__Task input__:
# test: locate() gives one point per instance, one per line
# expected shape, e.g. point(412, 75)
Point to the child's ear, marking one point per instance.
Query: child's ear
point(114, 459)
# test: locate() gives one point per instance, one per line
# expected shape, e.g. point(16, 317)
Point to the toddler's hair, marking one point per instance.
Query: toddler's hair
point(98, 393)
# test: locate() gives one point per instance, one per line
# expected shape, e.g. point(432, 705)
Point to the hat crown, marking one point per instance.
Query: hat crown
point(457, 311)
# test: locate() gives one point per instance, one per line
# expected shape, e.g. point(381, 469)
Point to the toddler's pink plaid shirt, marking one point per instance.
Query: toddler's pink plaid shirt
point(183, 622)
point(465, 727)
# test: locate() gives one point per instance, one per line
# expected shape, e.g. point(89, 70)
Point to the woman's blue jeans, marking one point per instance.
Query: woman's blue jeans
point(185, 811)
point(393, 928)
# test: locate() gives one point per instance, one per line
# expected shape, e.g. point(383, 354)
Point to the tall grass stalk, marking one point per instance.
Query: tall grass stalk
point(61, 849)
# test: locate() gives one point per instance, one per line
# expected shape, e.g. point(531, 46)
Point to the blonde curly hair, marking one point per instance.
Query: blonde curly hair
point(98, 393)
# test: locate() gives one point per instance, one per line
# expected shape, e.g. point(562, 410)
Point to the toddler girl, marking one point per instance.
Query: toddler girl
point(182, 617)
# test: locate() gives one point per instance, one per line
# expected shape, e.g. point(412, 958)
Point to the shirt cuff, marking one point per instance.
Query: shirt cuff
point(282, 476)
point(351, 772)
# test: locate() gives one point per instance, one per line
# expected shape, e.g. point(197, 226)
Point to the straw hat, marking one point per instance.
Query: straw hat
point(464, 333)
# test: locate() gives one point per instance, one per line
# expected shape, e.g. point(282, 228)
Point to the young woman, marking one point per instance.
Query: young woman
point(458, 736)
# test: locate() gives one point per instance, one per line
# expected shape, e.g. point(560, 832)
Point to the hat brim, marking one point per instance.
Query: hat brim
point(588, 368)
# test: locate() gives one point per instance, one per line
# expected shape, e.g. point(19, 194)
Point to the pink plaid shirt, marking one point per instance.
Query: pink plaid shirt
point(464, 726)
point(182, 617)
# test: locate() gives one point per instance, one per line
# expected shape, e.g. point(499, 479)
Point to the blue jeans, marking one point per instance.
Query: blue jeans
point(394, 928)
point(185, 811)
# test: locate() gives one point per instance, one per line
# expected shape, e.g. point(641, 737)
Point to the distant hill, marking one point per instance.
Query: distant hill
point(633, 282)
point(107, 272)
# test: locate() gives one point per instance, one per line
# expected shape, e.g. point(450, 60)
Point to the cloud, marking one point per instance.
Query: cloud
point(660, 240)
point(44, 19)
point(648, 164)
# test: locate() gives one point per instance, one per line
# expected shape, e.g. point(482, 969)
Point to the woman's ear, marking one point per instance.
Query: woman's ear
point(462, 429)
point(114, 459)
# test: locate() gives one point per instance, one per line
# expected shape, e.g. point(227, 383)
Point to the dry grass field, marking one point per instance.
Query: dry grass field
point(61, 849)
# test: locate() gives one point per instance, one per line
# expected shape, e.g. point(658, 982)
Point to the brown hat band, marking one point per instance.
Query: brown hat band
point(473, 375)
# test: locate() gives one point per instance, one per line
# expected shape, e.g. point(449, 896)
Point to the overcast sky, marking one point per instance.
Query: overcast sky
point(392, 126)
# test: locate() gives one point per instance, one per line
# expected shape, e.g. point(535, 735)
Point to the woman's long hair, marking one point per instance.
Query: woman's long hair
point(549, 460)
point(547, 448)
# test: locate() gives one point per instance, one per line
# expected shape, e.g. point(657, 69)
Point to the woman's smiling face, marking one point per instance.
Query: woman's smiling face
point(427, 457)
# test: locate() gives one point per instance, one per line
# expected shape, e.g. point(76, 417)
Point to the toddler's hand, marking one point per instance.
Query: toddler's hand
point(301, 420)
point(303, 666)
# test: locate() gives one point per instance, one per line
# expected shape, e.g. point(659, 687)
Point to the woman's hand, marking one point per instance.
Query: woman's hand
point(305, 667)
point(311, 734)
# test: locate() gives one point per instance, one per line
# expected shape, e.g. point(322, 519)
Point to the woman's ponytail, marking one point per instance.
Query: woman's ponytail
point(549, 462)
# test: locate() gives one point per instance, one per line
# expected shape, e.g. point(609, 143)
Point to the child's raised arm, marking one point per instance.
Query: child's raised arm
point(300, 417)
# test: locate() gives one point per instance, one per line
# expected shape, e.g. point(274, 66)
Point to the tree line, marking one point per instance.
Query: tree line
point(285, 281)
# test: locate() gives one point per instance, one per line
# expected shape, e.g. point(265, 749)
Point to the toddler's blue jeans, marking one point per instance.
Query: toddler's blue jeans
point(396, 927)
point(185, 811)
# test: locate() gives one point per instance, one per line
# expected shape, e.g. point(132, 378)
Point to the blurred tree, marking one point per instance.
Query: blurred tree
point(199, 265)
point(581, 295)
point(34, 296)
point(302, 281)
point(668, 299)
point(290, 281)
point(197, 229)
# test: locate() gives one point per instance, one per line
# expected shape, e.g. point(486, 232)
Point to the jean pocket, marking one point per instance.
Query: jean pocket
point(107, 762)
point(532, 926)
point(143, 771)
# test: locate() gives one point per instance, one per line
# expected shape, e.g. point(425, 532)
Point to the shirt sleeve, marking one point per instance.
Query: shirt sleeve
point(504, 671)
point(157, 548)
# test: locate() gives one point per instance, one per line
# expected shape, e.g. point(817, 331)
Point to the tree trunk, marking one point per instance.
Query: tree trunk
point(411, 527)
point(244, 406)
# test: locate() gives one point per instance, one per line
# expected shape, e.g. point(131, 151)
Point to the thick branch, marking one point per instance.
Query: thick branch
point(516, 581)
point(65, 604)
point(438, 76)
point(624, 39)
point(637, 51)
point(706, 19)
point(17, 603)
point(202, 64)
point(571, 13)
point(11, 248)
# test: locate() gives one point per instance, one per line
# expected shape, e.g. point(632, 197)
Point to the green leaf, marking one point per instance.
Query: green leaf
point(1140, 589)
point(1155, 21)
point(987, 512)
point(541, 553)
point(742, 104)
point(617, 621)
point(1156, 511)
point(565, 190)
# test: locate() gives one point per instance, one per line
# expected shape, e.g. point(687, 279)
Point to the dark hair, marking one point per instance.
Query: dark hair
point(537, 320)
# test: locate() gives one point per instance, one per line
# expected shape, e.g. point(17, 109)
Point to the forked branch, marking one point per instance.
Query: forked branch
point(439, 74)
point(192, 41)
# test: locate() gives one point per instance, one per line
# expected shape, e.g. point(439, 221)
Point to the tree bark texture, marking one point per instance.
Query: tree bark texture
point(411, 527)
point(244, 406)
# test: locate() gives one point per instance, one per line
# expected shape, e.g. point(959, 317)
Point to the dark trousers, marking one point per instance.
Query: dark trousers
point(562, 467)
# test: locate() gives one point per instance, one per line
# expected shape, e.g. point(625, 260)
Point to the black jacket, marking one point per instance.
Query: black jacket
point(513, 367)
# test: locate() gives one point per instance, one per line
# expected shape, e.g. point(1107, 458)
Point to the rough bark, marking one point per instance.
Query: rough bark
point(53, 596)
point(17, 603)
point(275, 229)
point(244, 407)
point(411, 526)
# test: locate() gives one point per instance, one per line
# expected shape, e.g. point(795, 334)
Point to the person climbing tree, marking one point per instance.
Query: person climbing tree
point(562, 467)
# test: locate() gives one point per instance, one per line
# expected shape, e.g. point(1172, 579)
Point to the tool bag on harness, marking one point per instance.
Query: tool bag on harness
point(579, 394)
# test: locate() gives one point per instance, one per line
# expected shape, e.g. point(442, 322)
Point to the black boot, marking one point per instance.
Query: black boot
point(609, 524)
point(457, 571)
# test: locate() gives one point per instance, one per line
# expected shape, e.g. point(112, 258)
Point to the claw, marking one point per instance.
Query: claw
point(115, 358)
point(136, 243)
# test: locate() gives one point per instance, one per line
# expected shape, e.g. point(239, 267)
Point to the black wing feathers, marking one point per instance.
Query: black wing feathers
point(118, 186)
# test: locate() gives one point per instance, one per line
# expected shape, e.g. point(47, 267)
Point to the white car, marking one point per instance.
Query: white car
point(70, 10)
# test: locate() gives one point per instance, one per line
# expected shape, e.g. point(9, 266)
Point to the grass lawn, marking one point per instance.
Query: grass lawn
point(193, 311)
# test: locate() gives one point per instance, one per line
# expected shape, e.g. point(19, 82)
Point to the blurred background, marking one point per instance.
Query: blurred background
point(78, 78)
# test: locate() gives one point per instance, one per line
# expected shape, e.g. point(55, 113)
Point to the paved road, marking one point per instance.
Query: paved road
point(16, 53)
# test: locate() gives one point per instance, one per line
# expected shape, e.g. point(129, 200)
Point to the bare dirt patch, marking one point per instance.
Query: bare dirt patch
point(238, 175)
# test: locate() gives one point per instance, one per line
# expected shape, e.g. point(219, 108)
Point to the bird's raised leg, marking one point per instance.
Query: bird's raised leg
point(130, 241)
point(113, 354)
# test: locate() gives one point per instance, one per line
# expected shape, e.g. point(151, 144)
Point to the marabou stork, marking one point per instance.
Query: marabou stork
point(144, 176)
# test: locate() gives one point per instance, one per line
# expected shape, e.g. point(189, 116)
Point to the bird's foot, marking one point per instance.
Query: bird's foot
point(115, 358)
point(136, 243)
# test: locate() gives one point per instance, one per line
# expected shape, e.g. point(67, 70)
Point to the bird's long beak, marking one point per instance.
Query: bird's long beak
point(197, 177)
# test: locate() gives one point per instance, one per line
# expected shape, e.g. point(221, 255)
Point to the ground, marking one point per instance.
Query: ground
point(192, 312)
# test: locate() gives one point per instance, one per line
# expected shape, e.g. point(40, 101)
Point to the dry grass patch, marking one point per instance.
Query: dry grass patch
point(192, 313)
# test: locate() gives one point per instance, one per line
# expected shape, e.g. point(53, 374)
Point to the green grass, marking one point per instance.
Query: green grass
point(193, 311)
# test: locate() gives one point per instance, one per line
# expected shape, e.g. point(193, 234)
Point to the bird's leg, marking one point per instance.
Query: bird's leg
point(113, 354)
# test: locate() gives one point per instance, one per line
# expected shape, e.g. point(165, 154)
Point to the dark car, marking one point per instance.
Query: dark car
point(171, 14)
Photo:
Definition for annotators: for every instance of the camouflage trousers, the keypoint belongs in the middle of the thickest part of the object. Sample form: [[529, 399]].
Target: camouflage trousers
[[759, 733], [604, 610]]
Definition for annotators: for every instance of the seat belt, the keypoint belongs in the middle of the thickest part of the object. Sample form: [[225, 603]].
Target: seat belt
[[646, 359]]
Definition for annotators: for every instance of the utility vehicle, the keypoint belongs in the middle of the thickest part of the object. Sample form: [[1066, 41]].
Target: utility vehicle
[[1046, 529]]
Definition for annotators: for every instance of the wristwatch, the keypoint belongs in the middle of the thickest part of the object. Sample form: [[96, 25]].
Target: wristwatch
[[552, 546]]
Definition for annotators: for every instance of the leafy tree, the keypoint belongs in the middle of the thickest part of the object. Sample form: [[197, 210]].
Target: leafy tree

__Instructions for the task__:
Your answer should be the lines above, from the line containing "Query: paved road" up to and including the line containing "# expected shape, e.g. point(67, 70)", reproduced exactly and with nothing else.

__The answer__:
Query: paved road
point(16, 53)
# test: locate() gives one point per instance, one per line
# expected shape, e.g. point(129, 200)
Point to the bare dirt patch, marking one point per instance.
Query: bare dirt patch
point(238, 175)
# test: locate() gives one point per instance, one per line
# expected shape, e.g. point(219, 108)
Point to the bird's raised leg, marking one point per instance.
Query: bird's raised leg
point(130, 241)
point(113, 354)
# test: locate() gives one point per instance, one per line
# expected shape, e.g. point(151, 144)
Point to the marabou stork, marking one point per instance.
Query: marabou stork
point(144, 176)
# test: locate() gives one point per instance, one per line
# expected shape, e.g. point(189, 116)
Point to the bird's foot, marking one point per instance.
Query: bird's foot
point(115, 358)
point(136, 243)
# test: locate() gives one point per instance, one per line
# expected shape, e.g. point(67, 70)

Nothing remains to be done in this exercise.